Source text:
She which as then was not fully nine years old, doubtfull in her mynde what she were best to do, asked counsayle of an old Gentlewoman whom she moche loved and trusted, which dyde advyse her to commend her self to St Nicholas the patron and helper of all true maydens, and to beseche him to put in her mynde what she were best to do. This counsayle she follow’d, and made her Prayer so, full often; by specially that nyghte when she sholde the morrowe after make answare of her mynde determynately. A mervaylous thyng! that same nyght, as I have herde her tell many a tyme, as she lay in Prayer, calling upon St Nicholas, whether slepynge or wakeynge she could not assure, but about four of the clocke in the mornynge, one appered unto her arrayed like a Byshop, and naming unto her Edmonde, bad take hyme unto her Husbande. And so by this meane she did enclyne her mynde unto Edmonde, the Kyng’s Broder, and Erle of Rychemonde.

 

Margaret was close to Fisher later in her life, and it is likely that she genuinely believed that she had been told by a vision to accept Edmund Tudor. It was fortunate, however, that she did indeed wish to divorce her first husband and marry the King’s half-brother, as, in reality, she had no choice in the matter. It was Henry VI himself who decided that Margaret should marry Edmund, and it is very likely that, early in 1453, he was motivated by Margaret’s royal blood. Margaret’s strong claim to be the heir to the Lancastrian dynasty was well known, and Henry almost certainly considered Edmund to be the best possible successor to the crown in the event that he died childless.

Whilst Henry VI selected Edmund Tudor as a possible successor through his marriage to Margaret, such a provision quickly became unnecessary, and in the spring of 1453, the Queen, Margaret of Anjou, announced her first pregnancy after several years of childless marriage. Whilst this should have been a moment for Henry VI to consolidate his position as King of England, public discontent at his kingship soon began to gain momentum. On 16 July 1453, the English army was decisively defeated at the Battle of Castillon by the French leaving the English in possession only of Calais on the Continent. This was a disaster for Henry VI, as, over the course of his thirty year reign, he had succeeded in losing an entire kingdom. He was devastated, and the news triggered an attack of a mental disorder that he had inherited from his grandfather, Charles VI of France, who was famously considered to be insane for much of his life. On 15 August 1453, Henry complained that he felt unusually tired, and he retired to bed early. According to
Whethamstede’s Register
, during the night, ‘a disease and disorder of such a sort overcame the king that he lost his wits and memory for a time, and nearly all his body was uncoordinated and out of control that he could neither walk, nor hold his head upright, nor easily move from where he sat’. Whilst seemingly conscious, Henry was unable to take in anything around him. On 13 October 1453, whilst he was still unresponsive, his wife gave birth to her only child in London, a son whom she named Edward.

Excerpted records:
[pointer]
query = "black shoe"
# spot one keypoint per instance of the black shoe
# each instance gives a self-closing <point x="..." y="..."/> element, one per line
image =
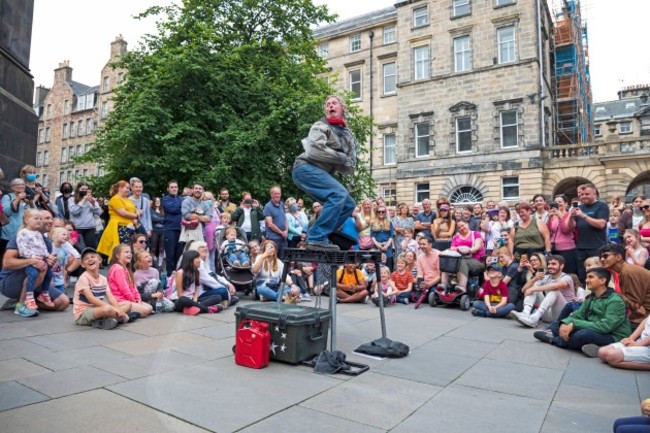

Work task 1:
Copy word for word the part of the text on Margaret's marriage to Edmund Tudor that opens with the words containing "Margaret was close" and closes with "he died childless.".
Work task 2:
Answer these questions from the text on Margaret's marriage to Edmund Tudor, one answer a line:
(a) In the quoted account, at about what hour did the figure dressed like a bishop appear?
(b) On what date was the English army defeated at the Battle of Castillon?
(c) What name was given to the son born on 13 October 1453?
Work task 3:
Continue the text on Margaret's marriage to Edmund Tudor from the point where it stops.

Expected answer 1:
Margaret was close to Fisher later in her life, and it is likely that she genuinely believed that she had been told by a vision to accept Edmund Tudor. It was fortunate, however, that she did indeed wish to divorce her first husband and marry the King’s half-brother, as, in reality, she had no choice in the matter. It was Henry VI himself who decided that Margaret should marry Edmund, and it is very likely that, early in 1453, he was motivated by Margaret’s royal blood. Margaret’s strong claim to be the heir to the Lancastrian dynasty was well known, and Henry almost certainly considered Edmund to be the best possible successor to the crown in the event that he died childless.

Expected answer 2:
(a) About four o'clock in the morning.
(b) 16 July 1453.
(c) Edward.

Expected answer 3:
Henry VI remained in an unresponsive state for some months and, disastrously for the Queen and her supporters, was unable to recognise the prince as his son. According to one contemporary account, Margaret of Anjou made strenuous efforts to secure the King’s recognition of the child, aware that there were rumours that her pregnancy had been the result of an extramarital affair with Margaret Beaufort’s uncle, Edmund Beaufort, Duke of Somerset:

As touchyng tythynges, please it you to wite that at the Princes coming to Wyndesore, the Duc of Buk’ toke hym in his armes and presented hym to the Kyng in godely wise, besechyng the Kyng to blisse hym; and the Kyng gave no answere. Natheless the Duk abode stille with the Prince by the Kyng; and whan he coude no maner answere have, the Quene come in, and toke the Prince in hir armes and presented hym in like forme as the Duke had done, desiryng that he shuld blisse it; but alle their labour was in veyne, for they departed thens without any answere or counteaunce saving only yay ones he loked on the Prince and caste doune his eyene ayen, without any more.